▶ **Problem details**: Reproduce verbatim the lines of the records below, starting at the line containing "the car's front" and ending at the line containing "[(506, 608)]".

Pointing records
------------------------------------------------------------

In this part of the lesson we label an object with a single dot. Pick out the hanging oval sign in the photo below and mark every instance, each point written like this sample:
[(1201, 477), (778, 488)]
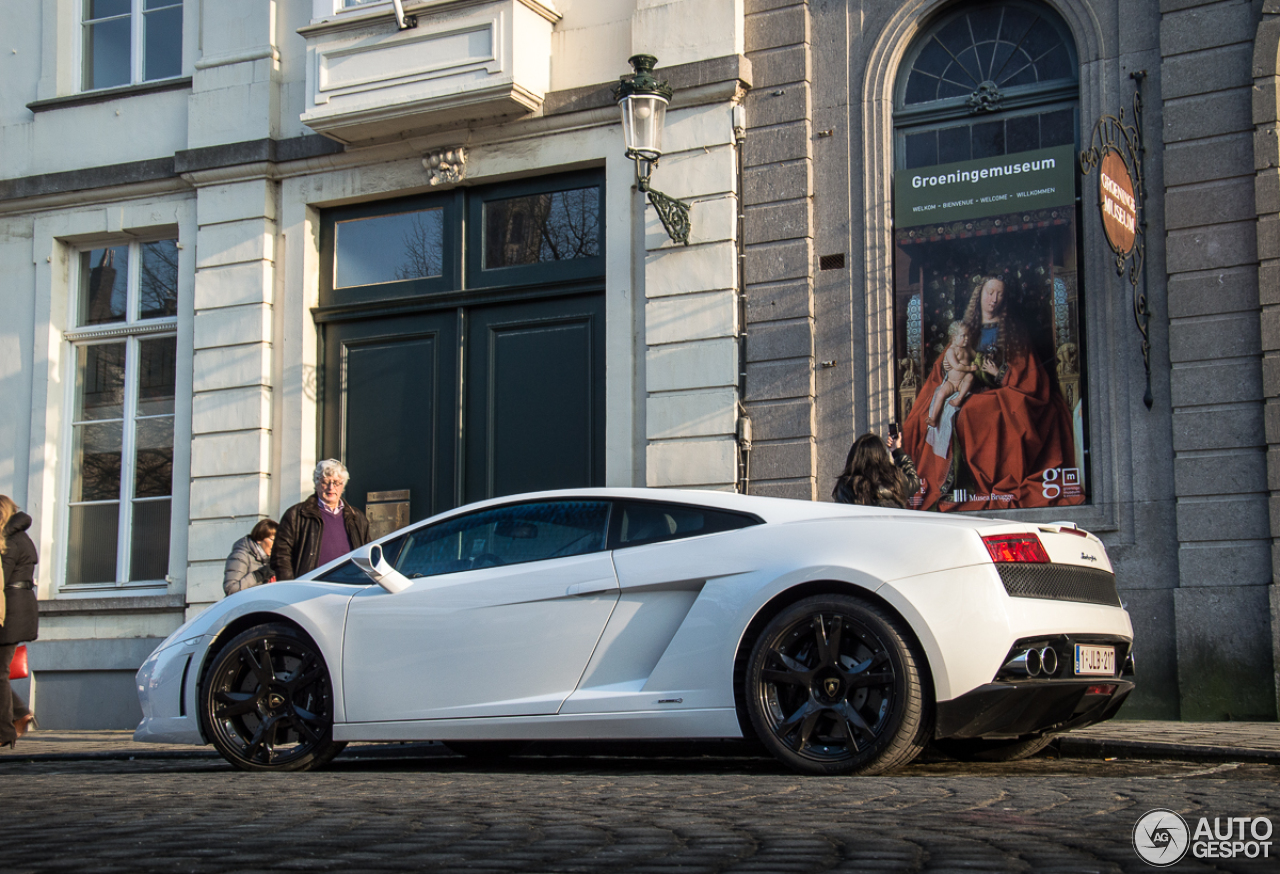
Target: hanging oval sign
[(1118, 202)]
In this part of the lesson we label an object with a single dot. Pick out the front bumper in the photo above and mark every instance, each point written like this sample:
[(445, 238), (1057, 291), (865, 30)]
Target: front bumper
[(1018, 709)]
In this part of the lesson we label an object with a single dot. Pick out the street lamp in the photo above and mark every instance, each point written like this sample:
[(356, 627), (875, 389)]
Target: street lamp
[(643, 100)]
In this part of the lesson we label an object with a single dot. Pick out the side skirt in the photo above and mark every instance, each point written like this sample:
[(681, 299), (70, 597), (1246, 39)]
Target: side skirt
[(652, 724)]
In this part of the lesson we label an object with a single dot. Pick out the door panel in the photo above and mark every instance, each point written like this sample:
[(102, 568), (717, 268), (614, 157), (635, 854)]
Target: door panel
[(535, 397), (499, 641), (389, 411)]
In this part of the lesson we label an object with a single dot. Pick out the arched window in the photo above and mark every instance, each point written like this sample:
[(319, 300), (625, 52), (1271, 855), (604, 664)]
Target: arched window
[(987, 81), (987, 330)]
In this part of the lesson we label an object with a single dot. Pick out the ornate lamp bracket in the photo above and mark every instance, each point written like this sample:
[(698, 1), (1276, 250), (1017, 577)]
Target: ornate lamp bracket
[(673, 214), (1115, 135)]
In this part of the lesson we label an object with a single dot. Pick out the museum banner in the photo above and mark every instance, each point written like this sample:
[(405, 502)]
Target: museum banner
[(990, 360)]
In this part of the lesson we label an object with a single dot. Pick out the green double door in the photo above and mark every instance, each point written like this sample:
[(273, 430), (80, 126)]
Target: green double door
[(467, 403)]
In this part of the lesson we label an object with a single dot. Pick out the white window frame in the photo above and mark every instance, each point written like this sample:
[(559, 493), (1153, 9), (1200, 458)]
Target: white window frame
[(132, 330), (137, 36)]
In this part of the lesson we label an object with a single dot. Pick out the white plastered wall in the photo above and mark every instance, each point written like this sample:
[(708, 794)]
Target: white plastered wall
[(56, 238)]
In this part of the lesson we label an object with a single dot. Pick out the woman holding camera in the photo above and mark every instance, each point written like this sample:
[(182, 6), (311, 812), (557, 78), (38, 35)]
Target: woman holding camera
[(250, 562)]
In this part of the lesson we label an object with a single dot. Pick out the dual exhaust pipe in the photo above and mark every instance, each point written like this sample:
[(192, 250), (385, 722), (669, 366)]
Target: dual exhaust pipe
[(1033, 663)]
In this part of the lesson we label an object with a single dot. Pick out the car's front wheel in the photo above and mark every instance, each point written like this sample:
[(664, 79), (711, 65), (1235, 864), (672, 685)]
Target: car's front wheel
[(833, 687), (266, 703)]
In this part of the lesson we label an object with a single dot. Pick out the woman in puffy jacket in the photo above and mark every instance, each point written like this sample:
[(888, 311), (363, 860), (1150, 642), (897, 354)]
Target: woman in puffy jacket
[(250, 562), (19, 621)]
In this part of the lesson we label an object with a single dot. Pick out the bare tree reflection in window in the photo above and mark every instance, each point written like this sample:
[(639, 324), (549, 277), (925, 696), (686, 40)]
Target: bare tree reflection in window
[(539, 228), (105, 293), (424, 251), (158, 280)]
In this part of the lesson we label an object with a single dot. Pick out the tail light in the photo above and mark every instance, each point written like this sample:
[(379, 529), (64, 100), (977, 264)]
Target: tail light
[(1024, 548)]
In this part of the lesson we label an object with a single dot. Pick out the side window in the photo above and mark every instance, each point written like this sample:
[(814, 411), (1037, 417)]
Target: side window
[(506, 535), (641, 522)]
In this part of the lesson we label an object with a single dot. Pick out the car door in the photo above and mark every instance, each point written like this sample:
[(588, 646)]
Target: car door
[(506, 608)]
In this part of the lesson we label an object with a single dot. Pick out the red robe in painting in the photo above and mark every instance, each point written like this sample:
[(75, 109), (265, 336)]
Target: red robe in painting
[(1008, 437)]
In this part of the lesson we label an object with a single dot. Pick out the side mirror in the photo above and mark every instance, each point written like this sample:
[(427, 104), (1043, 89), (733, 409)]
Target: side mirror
[(369, 559)]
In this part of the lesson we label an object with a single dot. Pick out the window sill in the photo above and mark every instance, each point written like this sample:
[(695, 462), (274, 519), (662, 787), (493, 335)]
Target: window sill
[(109, 94), (120, 604)]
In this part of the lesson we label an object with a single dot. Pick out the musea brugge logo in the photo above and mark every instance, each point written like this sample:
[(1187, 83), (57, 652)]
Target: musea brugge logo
[(1161, 837)]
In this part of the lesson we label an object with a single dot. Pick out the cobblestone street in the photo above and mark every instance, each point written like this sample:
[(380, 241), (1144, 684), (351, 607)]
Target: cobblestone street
[(425, 810)]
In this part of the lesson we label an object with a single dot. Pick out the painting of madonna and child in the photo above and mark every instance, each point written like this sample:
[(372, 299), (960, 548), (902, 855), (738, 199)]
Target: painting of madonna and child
[(990, 362)]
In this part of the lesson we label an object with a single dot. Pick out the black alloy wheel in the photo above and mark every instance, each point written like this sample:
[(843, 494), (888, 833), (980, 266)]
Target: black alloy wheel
[(266, 703), (833, 687)]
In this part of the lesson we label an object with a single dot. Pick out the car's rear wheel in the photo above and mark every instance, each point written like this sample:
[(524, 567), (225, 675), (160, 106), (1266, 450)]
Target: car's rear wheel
[(833, 687), (978, 749), (266, 703)]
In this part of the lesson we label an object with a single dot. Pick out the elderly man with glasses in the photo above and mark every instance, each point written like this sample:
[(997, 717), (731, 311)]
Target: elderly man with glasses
[(321, 527)]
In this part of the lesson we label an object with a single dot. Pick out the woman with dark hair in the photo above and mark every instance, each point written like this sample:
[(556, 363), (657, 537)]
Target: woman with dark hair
[(19, 619), (874, 476), (250, 564)]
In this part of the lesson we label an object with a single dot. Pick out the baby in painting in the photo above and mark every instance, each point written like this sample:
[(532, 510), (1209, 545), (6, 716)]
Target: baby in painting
[(959, 366)]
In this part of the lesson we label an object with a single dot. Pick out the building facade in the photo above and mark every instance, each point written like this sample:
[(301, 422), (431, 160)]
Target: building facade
[(241, 237)]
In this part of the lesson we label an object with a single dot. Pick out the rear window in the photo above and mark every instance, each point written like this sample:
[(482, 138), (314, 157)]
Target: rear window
[(644, 522)]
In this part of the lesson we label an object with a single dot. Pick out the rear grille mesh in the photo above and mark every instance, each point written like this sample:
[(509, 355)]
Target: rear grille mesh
[(1060, 582)]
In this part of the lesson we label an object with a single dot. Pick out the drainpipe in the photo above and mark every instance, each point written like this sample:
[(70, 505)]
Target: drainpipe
[(744, 420)]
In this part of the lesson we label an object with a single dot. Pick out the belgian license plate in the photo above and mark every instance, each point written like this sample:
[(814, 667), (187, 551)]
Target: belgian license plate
[(1095, 660)]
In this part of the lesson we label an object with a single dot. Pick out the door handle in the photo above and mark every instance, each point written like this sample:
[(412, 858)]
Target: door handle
[(590, 587)]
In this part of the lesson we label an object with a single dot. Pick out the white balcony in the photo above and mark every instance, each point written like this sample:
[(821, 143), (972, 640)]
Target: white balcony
[(466, 63)]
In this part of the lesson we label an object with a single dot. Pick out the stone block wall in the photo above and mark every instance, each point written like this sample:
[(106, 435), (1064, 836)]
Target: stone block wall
[(1266, 163), (778, 251), (1215, 346)]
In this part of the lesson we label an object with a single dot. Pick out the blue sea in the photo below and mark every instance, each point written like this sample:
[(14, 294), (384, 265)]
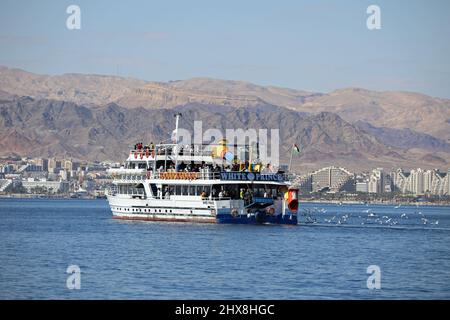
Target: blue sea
[(325, 257)]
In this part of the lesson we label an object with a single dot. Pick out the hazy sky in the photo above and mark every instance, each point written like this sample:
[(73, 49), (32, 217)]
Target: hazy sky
[(311, 45)]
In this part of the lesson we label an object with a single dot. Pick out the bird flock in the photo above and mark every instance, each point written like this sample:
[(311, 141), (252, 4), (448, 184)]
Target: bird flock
[(321, 216)]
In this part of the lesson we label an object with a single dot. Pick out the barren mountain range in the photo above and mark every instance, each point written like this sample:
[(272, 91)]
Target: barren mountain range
[(97, 117)]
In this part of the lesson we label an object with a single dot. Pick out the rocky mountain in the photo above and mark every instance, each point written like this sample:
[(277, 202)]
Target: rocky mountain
[(32, 127), (98, 117), (400, 110)]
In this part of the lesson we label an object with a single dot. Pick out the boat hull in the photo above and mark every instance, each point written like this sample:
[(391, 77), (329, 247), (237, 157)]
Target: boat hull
[(167, 211)]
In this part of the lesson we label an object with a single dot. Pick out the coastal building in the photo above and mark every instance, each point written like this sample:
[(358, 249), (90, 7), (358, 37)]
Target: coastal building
[(376, 182), (53, 165), (333, 179), (42, 162), (417, 182), (32, 185), (362, 186)]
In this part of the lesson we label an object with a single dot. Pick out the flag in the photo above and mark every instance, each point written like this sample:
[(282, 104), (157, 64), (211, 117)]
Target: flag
[(174, 136)]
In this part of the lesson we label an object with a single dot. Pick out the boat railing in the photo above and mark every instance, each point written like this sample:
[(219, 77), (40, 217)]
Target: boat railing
[(139, 176)]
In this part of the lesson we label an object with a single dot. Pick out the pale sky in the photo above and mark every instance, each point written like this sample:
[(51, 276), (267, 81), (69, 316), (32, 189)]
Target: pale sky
[(308, 45)]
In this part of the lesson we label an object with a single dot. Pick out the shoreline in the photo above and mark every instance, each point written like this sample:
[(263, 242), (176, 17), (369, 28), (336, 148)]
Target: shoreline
[(319, 201), (379, 202)]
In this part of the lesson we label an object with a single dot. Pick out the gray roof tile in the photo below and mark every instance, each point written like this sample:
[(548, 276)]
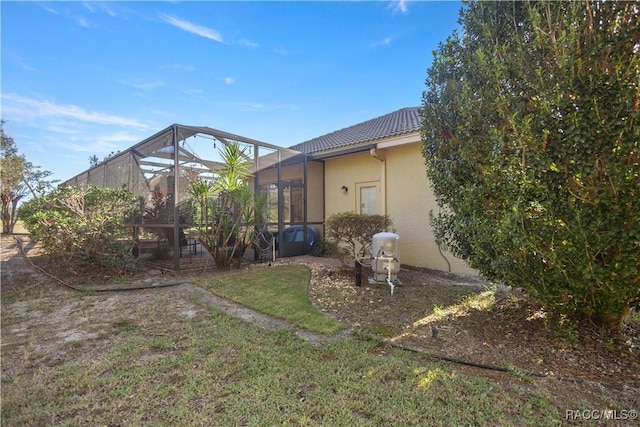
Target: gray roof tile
[(403, 121)]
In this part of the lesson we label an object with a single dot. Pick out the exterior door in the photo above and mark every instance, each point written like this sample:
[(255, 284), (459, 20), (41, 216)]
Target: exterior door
[(368, 197), (292, 241)]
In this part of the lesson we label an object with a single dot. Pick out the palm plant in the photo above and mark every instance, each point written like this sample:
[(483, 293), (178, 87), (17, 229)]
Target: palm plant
[(228, 211)]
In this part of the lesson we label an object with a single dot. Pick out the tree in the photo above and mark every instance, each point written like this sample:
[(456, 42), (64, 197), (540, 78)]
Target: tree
[(532, 144), (18, 178), (228, 212)]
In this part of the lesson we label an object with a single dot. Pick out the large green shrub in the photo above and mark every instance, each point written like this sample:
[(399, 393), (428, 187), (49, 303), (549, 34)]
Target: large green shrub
[(84, 229), (350, 234), (531, 135)]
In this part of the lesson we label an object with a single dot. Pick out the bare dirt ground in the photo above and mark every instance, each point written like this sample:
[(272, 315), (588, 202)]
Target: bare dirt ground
[(488, 331)]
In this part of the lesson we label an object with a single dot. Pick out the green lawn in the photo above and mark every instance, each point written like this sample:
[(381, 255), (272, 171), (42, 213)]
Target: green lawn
[(168, 359), (280, 291)]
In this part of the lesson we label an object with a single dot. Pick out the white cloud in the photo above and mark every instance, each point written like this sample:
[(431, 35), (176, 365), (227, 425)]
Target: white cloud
[(96, 7), (143, 85), (398, 6), (30, 109), (248, 43), (281, 51), (81, 21), (190, 27), (384, 42)]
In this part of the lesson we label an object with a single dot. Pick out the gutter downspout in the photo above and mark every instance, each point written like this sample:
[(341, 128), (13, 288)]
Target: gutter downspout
[(383, 179)]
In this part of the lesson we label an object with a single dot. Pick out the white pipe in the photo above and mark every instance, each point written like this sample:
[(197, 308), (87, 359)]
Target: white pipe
[(383, 178)]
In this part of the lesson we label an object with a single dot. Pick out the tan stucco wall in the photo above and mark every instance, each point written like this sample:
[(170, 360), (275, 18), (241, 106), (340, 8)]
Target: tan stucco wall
[(407, 198), (409, 201), (347, 170), (315, 195)]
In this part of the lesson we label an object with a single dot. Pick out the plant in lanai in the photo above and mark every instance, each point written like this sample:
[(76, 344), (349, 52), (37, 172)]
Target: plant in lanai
[(228, 211)]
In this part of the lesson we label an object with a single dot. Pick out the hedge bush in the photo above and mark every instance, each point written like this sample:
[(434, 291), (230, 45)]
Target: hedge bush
[(84, 229)]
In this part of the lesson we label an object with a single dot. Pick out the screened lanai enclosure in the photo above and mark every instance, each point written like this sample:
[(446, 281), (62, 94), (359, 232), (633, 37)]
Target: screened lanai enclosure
[(163, 171)]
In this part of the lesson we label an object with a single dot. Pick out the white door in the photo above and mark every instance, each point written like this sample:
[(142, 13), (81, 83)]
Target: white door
[(368, 195)]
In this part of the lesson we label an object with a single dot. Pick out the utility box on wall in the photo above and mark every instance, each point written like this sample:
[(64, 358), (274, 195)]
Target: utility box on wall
[(386, 257)]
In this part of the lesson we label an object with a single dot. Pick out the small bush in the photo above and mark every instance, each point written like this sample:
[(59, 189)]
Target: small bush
[(351, 234), (84, 229)]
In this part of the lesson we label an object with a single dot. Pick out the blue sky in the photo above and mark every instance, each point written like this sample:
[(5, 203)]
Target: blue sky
[(90, 78)]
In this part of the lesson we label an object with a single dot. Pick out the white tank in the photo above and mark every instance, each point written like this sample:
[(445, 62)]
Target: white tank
[(386, 255)]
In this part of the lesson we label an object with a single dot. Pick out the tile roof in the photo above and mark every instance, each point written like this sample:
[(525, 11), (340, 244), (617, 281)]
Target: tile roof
[(403, 121)]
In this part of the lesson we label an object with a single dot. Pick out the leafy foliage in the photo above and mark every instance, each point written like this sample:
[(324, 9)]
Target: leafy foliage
[(228, 212), (18, 178), (84, 228), (532, 144), (351, 234)]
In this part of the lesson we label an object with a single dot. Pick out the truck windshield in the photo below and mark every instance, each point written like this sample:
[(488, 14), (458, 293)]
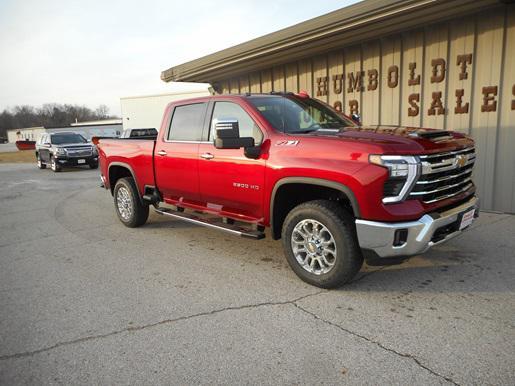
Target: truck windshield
[(63, 139), (291, 114)]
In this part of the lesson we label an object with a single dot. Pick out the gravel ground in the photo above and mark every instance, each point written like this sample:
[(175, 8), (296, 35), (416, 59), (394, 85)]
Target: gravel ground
[(84, 300)]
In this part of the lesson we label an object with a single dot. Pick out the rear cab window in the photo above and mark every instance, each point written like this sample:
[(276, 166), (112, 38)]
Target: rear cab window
[(224, 110), (187, 122)]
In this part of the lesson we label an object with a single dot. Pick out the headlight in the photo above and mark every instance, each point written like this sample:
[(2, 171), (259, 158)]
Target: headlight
[(403, 172)]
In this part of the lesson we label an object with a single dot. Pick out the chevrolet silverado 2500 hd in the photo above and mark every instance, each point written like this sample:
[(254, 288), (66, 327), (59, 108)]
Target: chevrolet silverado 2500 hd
[(333, 191)]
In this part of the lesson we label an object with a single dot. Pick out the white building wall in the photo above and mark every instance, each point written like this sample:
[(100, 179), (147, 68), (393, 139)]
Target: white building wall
[(143, 112)]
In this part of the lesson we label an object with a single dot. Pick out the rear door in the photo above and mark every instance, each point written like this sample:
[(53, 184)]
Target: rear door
[(176, 154), (44, 148)]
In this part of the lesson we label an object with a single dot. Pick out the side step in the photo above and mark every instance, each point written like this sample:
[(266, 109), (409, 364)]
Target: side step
[(216, 223)]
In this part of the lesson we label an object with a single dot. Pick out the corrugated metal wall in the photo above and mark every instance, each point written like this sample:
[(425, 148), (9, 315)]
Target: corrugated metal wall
[(457, 75)]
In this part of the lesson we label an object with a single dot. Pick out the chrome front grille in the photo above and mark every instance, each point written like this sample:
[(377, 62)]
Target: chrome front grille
[(444, 175), (79, 151)]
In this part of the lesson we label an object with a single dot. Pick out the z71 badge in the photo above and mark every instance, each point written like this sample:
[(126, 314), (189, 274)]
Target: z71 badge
[(287, 143)]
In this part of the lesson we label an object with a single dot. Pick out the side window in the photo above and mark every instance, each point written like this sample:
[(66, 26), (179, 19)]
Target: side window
[(187, 122), (226, 110)]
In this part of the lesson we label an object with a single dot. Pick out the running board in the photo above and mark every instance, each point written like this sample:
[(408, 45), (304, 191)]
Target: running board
[(213, 223)]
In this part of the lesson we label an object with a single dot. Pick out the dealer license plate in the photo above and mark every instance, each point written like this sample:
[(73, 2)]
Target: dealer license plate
[(467, 219)]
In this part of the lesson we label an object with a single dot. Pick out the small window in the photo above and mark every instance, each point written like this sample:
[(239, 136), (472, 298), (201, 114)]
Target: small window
[(187, 122), (230, 110)]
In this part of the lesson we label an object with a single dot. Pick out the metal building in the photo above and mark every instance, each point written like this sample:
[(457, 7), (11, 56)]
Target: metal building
[(146, 111), (440, 64)]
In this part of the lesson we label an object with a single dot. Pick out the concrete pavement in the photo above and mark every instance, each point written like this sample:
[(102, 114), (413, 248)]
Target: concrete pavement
[(85, 300)]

------------------------------------------------------------

▶ **Exercise solution**:
In this part of the lesson we label an object with a single dot. Pick out the car's front wheel in the photo above and mark every instance, each point written like this sample:
[(664, 79), (711, 65), (1235, 864), (672, 685)]
Target: car's front wheel
[(833, 687), (266, 703)]
In this part of the lesson we label an object with a single dot. Pick out the woman in puffy jacket in the photo above and mark every instance, each point written like this sample:
[(888, 311), (363, 860), (1150, 642), (897, 354)]
Target: woman in puffy jacket
[(250, 562), (19, 621)]
In this part of the lesson we label an object with a single dot. Pick out the bare tree reflection in window in the photo above and mark every instance, each point written like this sample:
[(639, 324), (549, 277), (925, 696), (686, 40)]
Target: bare tree reflection in window
[(539, 228), (105, 293), (424, 251), (158, 280)]
In this part of the lesson we label an object with a single dot. Pick out the tail light in the photo above and mark every instance, each point written like this sample:
[(379, 529), (64, 100), (977, 264)]
Target: tail light
[(1024, 548)]
In this part of the lesson we label an object with a single dot. Pick out the side window in the photo above and mark every instance, each point written like this sample:
[(814, 411), (1037, 417)]
Target: side window
[(506, 535), (641, 522)]
In this part of the lesson we label an object with a single dot. Pick out the car door in the photo above and mark every instance, each point written like this sample:
[(588, 646)]
Target: car door
[(506, 608)]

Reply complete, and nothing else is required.